*** Data to process Section Begins ***

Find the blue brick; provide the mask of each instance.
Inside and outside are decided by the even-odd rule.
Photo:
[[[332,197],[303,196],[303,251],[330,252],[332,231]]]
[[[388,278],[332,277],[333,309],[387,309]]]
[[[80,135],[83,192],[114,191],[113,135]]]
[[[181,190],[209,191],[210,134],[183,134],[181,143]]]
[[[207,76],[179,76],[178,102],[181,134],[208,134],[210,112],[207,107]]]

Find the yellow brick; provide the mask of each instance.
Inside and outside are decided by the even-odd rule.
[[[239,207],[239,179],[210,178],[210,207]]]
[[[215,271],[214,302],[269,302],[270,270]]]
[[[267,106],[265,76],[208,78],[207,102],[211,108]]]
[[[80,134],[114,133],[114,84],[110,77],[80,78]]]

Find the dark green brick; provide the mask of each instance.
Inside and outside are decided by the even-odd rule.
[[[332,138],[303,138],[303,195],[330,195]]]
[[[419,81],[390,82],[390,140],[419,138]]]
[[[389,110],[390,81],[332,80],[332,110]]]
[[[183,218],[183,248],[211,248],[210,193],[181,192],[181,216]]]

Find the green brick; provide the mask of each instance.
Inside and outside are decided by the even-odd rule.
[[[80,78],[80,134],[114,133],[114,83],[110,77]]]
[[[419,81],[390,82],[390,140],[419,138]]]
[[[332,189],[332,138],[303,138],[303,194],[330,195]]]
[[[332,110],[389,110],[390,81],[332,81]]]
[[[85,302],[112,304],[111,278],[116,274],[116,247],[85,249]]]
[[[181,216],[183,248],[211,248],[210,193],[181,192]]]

*** Data to process Section Ends ***

• Exercise details
Above are the entries; copy every line among them that contains the word "mask".

• Expected answer
Find the blue brick; provide the mask of each instance.
Find the yellow brick; provide the mask of each instance.
Find the dark green brick; provide the mask of each instance.
Find the green brick; provide the mask of each instance.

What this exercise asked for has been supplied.